**Исходный текст**
Часто в искусстве ожидания оборачиваются разочарованиями. Ждёшь, затаив
дыхание, встречи с великим мастером, а он, оказывается, великим был в
годы юности твоих родителей, а сейчас от величия осталась дряблая
оболочка и имя, дожидающееся написания на могильной плите. Бывает, что
приходишь на встречу не с самим великим, но с тем, кто играл с великими,
учился у великих... Опять разочарование, часто приводящее в ярость — в
первом случае хоть на ещё живую легенду посмотрел, а здесь мыльный
пузырь, ведь достаточно человеку на мастер-классе у кого-то посидеть, он
уже ученик, а на пять минут на джеме на одну эстраду выйти — уже играли
вместе. Я уже не говорю, о фразе в биографии «...выступал в Нью-Йорке,
Париже...»: можно играть в Линкольн-центре — и в синагоге на
Брайтон-бич, можно петь в «Олимпии» — и в ночном клубе у вокзала
Сен-Лазар...

**Записанные данные**

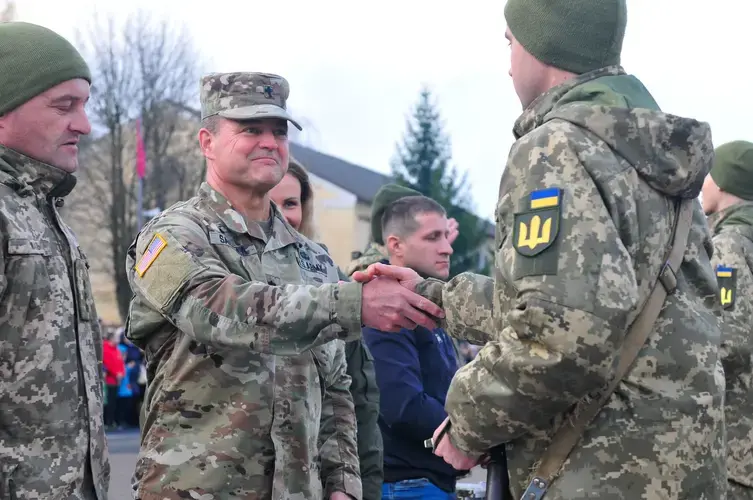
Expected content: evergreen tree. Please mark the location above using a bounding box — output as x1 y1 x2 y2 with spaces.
392 84 489 276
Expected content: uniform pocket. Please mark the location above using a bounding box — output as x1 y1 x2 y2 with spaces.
0 464 18 500
73 252 93 322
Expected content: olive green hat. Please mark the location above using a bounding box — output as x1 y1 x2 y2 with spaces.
505 0 627 74
0 22 92 115
710 141 753 201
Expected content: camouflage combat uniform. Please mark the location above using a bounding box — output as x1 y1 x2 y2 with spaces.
709 202 753 500
418 66 726 500
126 183 361 500
0 146 110 500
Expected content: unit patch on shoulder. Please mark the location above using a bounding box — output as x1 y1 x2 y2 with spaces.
512 188 562 257
716 266 737 309
134 233 167 277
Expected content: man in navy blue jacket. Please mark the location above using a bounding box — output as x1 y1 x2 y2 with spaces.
363 196 463 500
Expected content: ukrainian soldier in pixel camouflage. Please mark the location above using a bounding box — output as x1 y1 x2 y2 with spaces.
703 141 753 500
354 0 724 500
126 73 442 500
0 22 110 500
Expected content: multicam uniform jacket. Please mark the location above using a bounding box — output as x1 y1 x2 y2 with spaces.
126 184 361 500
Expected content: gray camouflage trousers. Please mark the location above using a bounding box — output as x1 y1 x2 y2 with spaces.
727 481 753 500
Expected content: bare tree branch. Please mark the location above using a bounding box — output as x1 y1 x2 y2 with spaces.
66 11 202 324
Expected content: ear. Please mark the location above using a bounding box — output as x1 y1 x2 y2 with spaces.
199 128 214 160
384 234 403 257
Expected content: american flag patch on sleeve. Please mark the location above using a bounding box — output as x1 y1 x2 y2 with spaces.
134 234 167 277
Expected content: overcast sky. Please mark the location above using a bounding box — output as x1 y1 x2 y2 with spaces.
14 0 753 219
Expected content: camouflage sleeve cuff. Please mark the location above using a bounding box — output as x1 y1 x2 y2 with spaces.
447 423 485 460
335 281 363 340
416 278 444 307
324 472 363 500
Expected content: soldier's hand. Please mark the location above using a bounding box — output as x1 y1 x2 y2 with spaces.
432 417 478 471
361 277 444 332
353 263 423 292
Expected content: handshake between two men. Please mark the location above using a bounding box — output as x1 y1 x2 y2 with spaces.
352 263 479 471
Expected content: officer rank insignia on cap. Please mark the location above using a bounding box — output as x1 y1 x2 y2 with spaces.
134 233 167 278
512 188 562 257
716 266 737 309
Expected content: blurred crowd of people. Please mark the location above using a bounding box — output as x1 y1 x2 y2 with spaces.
100 321 146 430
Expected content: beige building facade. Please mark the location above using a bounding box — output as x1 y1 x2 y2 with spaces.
62 118 494 324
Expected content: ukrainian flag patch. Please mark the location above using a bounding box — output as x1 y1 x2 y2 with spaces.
716 265 737 309
134 233 167 277
529 188 562 210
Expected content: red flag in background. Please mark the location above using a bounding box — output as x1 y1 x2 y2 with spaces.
136 118 146 179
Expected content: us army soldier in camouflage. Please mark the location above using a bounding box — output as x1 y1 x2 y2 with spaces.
356 0 724 500
703 141 753 500
126 73 441 500
0 23 110 500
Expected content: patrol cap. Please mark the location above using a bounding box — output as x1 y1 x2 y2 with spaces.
200 72 303 130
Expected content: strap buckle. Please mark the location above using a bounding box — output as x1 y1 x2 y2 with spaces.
520 477 549 500
659 262 677 295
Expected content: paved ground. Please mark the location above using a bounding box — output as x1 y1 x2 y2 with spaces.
107 431 486 500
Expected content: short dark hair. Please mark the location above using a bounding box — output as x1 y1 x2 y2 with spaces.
382 196 447 242
201 115 221 134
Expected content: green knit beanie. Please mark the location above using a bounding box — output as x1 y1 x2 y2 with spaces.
371 184 421 245
0 22 91 115
710 141 753 201
505 0 627 75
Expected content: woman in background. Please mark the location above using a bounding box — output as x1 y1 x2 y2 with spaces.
270 156 384 500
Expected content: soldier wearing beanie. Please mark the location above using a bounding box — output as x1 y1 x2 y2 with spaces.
0 22 110 500
703 141 753 500
354 0 727 500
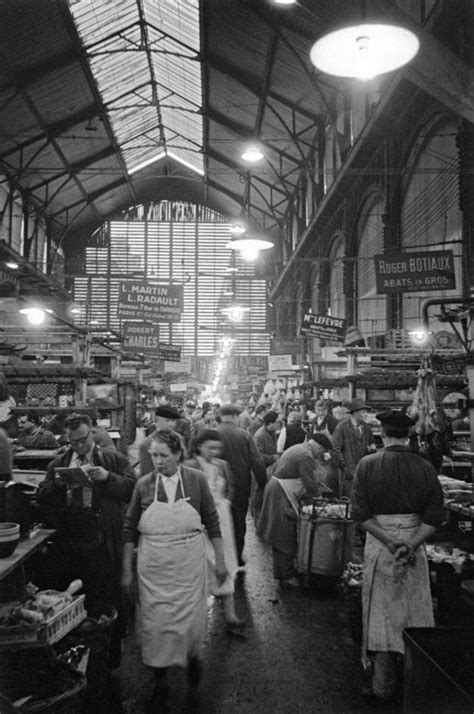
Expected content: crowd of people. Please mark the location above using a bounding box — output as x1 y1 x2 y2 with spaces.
0 390 460 712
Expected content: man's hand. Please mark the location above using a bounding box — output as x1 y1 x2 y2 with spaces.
386 540 408 557
120 570 133 599
82 464 109 483
216 561 229 585
394 543 415 564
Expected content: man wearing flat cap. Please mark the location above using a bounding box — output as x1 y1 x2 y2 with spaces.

**Задания к выполнению**
[1] Выпишите заново строки, идущие после текста: от первой из них до строки с «73 252 93 322», обе включительно. Запросы оставьте без изменений, каждое число координат в ответах сдвиньте на 104, а изображения в ответ не включайте.
[2] Допишите следующую часть текста о разочарованиях от встреч с великими мастерами искусства.

**Набор ответов**
[1]
Expected content: evergreen tree. Please mark the location above using a bounding box — output as x1 y1 x2 y2 with spaces.
496 188 593 380
Expected content: uniform pocket. Please mark the location above using a bounding box — output as x1 y1 x2 y2 with spaces.
104 568 122 604
177 356 197 426

[2]
А иногда наоборот — приходишь просто музыку послушать, и натыкаешься на
барабанщика и трубача, у которых и биографии толком нет, а играют,
врезаясь в память навечно. Потом кто-нибудь из них становится
знаменитым, и ты гордо вспоминаешь, с чего и где тот начинал, а кто-то
сыграл и сгинул, и ни имени, ни фамилии, только стоит звук его
пронзительной дудки в ушах и сердце замирает от свинга, который был в
тот вечер.
За 21-летнюю историю «Джаза на Красном море» были и восторги, и
разочарования, причём независимо от биографии музыканта. Программа XXII
фестиваля была настолько переполнена громкими именами, что возникло
опасение, даже страх перед предстоящим огорчением от «не самого лучшего»
концерта кого-нибудь из мэтров. Забегу вперед — огорчения были, но они
были редкими и растворялись в почти бескрайнем океане настоящих джазовых
шедевров уже в процессе фестиваля. А по прошествии двух недель со дня
окончания 22-го «Джаза на Красном море» (я специально, для
объективности, подождал с написанием рецензии) провалы почти исчезли,
зато успешные выступления ещё ярче проступили в памяти.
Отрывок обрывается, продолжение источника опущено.